§ SELECTED PASSAGE:
+ + +

A Conversation about Black Fatherhood

Fatherhood is one of the most important life journeys a man can take. It is challenging, rewarding, and thankless. But countless proud parents, including many fathers, would say it’s worth seeing their baby grow from childhood to adulthood successfully. Black fatherhood is often surrounded by misinformation and stereotypes. These racist and troubling stereotypes about black men and fatherhood can easily be dismissed by data and research. 

We can not equate the number of unmarried dads to the number of “fatherless” children. First of all, marriage rates don’t necessarily reflect the number of Black fathers living with their children; as writer Josh Levs points out, the majority of Black dads (2.5 million of around 4.2 million) do live with their kids, even if they’re not married to their partner.”

The report also reveals that, among dads who don’t live with their children, Black dads are more likely to be involved in care, including reading to their children, helping them with homework, talking to them about their days, and taking them to activities, than Hispanic or white dads who live apart from their kids.

While I am not a father, I am a son, nephew, brother, and uncle. But I’m still not a father. Who knows what the future will hold for me when it comes to fatherhood? But I do know a few fathers, and I want to get some insight about being a dad. Today, I’m interviewing my friend, professor, fellow Evolving Man Project contributor, and new father, Dr. Michael Thomas. 

So Mike, what is the hardest thing, in your opinion, about being a father? 

This may be a philosopher thing, but it’s learning to take on that role for me. There’s levels to it. 

On the practical side, it’s the 24-7 of it. From the beginning, a new chunk of your life is caring for someone who can’t tell you their needs. So you’re learning to read them and adjusting your life to ensure they’re happy, healthy, and comfortable. I still have my job and time, but that gets adjusted around naps, backing up my wife when she needs it, and keeping all the admin stuff in order. It’s a whole other job. I’m someone who likes “my time” so it’s a lot to take on. 

Then there’s what it means for you to be a father. My early joke was that I love kids, but I hate parents because I would meet many folks who shifted their whole life to observing and talking about their kids. It makes sense cause it’s stressful, and you spend so much time just trying to get through those first few months and years. Plus, especially for younger parents, there’s all this social pressure and marketing about everything being the best, but I don’t play that. It’s just capitalist and, in some cases, eugenicist ideology at work. I spend a lot of time resisting that because you can see how it starts to frame people’s experiences and project them onto the child.

+ + +

§ Data items:
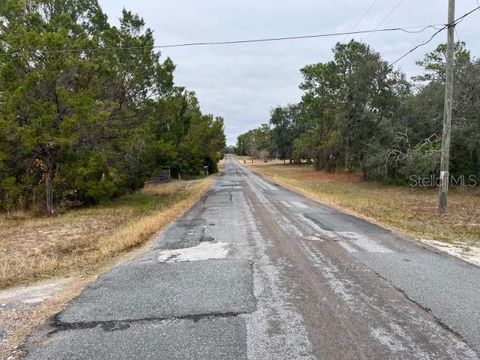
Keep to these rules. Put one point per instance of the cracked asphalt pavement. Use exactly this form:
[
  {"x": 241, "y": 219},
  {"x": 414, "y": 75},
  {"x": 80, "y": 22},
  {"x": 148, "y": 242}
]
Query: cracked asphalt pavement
[{"x": 277, "y": 276}]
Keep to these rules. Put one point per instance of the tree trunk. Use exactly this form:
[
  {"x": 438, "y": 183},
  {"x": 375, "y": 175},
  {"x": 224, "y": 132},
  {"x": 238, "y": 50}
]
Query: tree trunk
[
  {"x": 49, "y": 193},
  {"x": 347, "y": 155},
  {"x": 363, "y": 173}
]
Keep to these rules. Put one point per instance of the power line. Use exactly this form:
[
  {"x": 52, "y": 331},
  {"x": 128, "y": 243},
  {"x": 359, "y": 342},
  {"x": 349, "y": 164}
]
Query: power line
[
  {"x": 408, "y": 30},
  {"x": 364, "y": 14},
  {"x": 457, "y": 21},
  {"x": 387, "y": 16}
]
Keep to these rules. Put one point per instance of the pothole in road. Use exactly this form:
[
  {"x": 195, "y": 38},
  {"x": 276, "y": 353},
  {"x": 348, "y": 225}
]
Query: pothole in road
[{"x": 203, "y": 251}]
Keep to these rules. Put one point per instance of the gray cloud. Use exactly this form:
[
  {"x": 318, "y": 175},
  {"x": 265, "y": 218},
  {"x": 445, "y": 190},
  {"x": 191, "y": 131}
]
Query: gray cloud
[{"x": 243, "y": 82}]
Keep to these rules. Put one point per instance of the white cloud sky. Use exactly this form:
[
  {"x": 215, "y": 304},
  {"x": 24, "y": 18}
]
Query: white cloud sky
[{"x": 243, "y": 82}]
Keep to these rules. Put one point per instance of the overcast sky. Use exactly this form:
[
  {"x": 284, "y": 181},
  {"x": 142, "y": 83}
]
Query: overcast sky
[{"x": 243, "y": 82}]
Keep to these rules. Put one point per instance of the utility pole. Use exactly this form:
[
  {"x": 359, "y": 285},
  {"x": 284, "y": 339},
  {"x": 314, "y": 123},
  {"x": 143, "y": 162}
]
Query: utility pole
[{"x": 447, "y": 112}]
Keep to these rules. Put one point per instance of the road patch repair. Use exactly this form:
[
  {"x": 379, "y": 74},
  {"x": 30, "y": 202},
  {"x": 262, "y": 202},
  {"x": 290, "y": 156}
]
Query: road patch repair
[
  {"x": 179, "y": 300},
  {"x": 203, "y": 251}
]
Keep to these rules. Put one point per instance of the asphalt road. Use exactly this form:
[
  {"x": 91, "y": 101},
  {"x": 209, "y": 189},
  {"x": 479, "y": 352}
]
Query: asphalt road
[{"x": 255, "y": 271}]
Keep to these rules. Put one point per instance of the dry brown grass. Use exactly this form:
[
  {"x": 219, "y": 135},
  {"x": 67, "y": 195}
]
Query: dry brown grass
[
  {"x": 410, "y": 210},
  {"x": 83, "y": 240}
]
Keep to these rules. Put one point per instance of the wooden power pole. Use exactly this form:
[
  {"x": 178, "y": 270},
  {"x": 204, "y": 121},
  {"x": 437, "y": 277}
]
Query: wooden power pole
[{"x": 447, "y": 112}]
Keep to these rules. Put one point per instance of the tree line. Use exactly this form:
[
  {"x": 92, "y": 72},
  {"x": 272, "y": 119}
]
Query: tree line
[
  {"x": 359, "y": 113},
  {"x": 88, "y": 110}
]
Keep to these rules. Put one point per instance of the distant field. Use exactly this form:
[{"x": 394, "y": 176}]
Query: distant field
[
  {"x": 83, "y": 240},
  {"x": 411, "y": 210}
]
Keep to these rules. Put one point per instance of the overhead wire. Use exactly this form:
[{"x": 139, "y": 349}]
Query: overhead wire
[
  {"x": 387, "y": 16},
  {"x": 455, "y": 22},
  {"x": 372, "y": 4},
  {"x": 409, "y": 30}
]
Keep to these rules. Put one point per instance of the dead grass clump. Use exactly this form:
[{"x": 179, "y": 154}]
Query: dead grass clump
[{"x": 83, "y": 240}]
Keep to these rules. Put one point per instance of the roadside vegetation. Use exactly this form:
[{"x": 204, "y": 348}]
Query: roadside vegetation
[
  {"x": 82, "y": 241},
  {"x": 358, "y": 113},
  {"x": 89, "y": 111},
  {"x": 407, "y": 209}
]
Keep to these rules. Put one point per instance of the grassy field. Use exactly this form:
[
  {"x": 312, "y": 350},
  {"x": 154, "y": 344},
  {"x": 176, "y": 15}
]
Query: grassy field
[
  {"x": 410, "y": 210},
  {"x": 84, "y": 240}
]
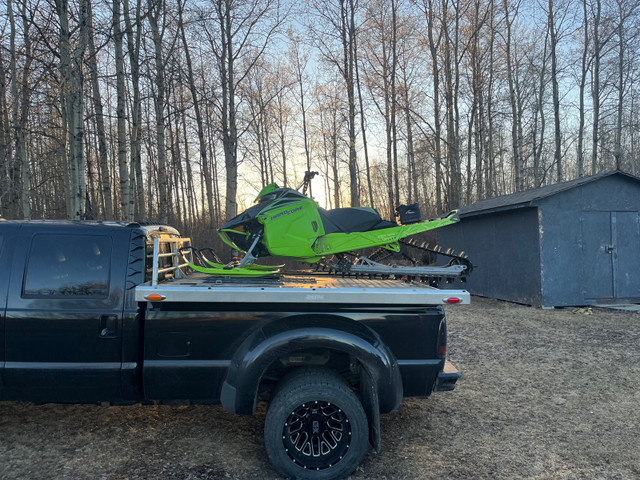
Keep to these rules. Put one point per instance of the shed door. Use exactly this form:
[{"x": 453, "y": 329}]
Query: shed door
[{"x": 610, "y": 245}]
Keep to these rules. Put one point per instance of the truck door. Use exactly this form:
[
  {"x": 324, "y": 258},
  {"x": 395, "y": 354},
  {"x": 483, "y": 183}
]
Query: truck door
[
  {"x": 4, "y": 283},
  {"x": 64, "y": 316}
]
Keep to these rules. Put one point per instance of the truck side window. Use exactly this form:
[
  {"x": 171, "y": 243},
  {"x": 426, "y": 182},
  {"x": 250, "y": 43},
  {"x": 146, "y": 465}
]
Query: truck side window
[{"x": 68, "y": 266}]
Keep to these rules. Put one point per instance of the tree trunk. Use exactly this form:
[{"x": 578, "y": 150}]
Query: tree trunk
[
  {"x": 103, "y": 159},
  {"x": 556, "y": 95},
  {"x": 155, "y": 11},
  {"x": 595, "y": 89},
  {"x": 137, "y": 181},
  {"x": 126, "y": 204}
]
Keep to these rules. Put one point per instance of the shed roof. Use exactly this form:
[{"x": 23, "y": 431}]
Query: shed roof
[{"x": 528, "y": 197}]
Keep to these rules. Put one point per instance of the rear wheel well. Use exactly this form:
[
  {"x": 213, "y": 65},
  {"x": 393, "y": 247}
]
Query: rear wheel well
[{"x": 347, "y": 366}]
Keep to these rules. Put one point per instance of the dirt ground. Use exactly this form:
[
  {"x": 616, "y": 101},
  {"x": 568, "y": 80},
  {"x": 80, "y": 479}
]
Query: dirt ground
[{"x": 545, "y": 394}]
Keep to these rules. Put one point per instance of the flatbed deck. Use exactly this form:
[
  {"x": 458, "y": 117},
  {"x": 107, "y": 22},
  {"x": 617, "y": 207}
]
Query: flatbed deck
[{"x": 298, "y": 289}]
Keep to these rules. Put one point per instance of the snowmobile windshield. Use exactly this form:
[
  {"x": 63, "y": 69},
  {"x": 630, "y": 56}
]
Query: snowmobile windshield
[{"x": 269, "y": 194}]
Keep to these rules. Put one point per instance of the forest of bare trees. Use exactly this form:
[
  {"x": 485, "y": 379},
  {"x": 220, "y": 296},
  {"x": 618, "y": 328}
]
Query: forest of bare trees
[{"x": 181, "y": 111}]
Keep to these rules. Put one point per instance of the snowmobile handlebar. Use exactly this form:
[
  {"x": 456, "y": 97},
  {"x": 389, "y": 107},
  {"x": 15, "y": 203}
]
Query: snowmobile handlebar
[{"x": 308, "y": 176}]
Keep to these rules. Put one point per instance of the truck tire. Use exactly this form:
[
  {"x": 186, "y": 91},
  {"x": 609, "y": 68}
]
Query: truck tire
[{"x": 316, "y": 427}]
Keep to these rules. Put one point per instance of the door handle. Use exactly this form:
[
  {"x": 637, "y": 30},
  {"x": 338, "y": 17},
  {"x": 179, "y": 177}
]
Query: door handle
[{"x": 108, "y": 326}]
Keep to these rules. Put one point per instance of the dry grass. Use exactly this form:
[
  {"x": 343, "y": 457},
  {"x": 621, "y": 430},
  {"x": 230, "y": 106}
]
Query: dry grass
[{"x": 544, "y": 395}]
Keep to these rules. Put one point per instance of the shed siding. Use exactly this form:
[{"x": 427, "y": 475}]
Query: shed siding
[
  {"x": 561, "y": 249},
  {"x": 575, "y": 228},
  {"x": 499, "y": 245},
  {"x": 576, "y": 243}
]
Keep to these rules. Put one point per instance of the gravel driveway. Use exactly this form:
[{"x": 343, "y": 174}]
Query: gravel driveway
[{"x": 545, "y": 394}]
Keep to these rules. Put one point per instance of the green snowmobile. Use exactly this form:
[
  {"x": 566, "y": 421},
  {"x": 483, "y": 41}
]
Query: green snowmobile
[{"x": 286, "y": 223}]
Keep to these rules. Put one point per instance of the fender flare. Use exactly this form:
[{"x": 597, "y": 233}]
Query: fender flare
[{"x": 279, "y": 338}]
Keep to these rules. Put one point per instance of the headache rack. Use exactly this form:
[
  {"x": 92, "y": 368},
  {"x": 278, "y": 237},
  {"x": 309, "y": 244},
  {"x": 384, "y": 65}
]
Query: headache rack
[{"x": 167, "y": 258}]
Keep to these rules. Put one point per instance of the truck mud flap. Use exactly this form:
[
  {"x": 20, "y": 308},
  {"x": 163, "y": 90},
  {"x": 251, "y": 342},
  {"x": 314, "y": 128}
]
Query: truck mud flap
[
  {"x": 447, "y": 378},
  {"x": 371, "y": 404}
]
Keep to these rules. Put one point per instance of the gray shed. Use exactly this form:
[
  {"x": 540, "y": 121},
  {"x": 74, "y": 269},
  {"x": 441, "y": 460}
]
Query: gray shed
[{"x": 573, "y": 243}]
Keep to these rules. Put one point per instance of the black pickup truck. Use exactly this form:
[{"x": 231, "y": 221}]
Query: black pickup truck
[{"x": 110, "y": 312}]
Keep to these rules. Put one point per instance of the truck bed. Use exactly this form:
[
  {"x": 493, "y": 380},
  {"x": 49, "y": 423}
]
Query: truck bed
[{"x": 287, "y": 288}]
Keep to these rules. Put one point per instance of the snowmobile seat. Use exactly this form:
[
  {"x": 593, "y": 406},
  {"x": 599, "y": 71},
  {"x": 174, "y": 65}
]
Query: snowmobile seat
[{"x": 350, "y": 220}]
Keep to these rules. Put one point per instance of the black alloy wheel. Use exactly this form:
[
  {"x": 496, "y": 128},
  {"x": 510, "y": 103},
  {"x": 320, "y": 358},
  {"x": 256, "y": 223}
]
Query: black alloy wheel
[{"x": 316, "y": 427}]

+ + +

§ TO BE DONE:
1/ Reproduce the Black fatherhood conversation word for word from "The report also" to "Dr. Michael Thomas.".
2/ Write the next part of the conversation about Black fatherhood, starting after its last sentence.

§ TASK RESULTS:
1/
The report also reveals that, among dads who don’t live with their children, Black dads are more likely to be involved in care, including reading to their children, helping them with homework, talking to them about their days, and taking them to activities, than Hispanic or white dads who live apart from their kids.

While I am not a father, I am a son, nephew, brother, and uncle. But I’m still not a father. Who knows what the future will hold for me when it comes to fatherhood? But I do know a few fathers, and I want to get some insight about being a dad. Today, I’m interviewing my friend, professor, fellow Evolving Man Project contributor, and new father, Dr. Michael Thomas.

2/
Where I get worried is how my actions and guidance will help give them what they need to develop well and handle what’s coming in life. My kid is a sponge, and I see how much they mirror your actions and behaviors. If you’re physical, they get physical. If you’re loud, they can take that on. So there’s an extra layer of self-scrutiny there that you have to watch, which is sometimes good. But it can be scary when you see them acting out parts of yourself that you don’t like either. 

What’s the greatest joy you find in being a father? 

So, my first answer to this question had me dancing around it, because I don’t know if I feel “joy,” and I know how people feel about that. At least in conversations I had, parents talk about this new sense of joy they feel with their child, and for me, it’s been more of a struggle. I always say this, but the big part is that I didn’t want to be a father. And I will still repeat it because I think more people need to say it. If you’re a relatively stable person or someone people like, they’re happy to get you into parenting. But I don’t think it’s for everyone. And I think more people should feel comfortable opting out. 

What that means is that I came into being a parent aware of all its negative aspects: fatigue, lost time, less autonomy, etc. When I would experience them, it  was extra frustrating because I could say, “I knew it was going to be like this.” I’m better with that part now, but it took some time. I would say that when I felt joy at that stage, it was more about how much joy it brought everyone around me, and I felt some joy in that. Having moved around a lot, I think I’d lost a sense of family that you get from being nearby, and Aimé has helped reanimate that.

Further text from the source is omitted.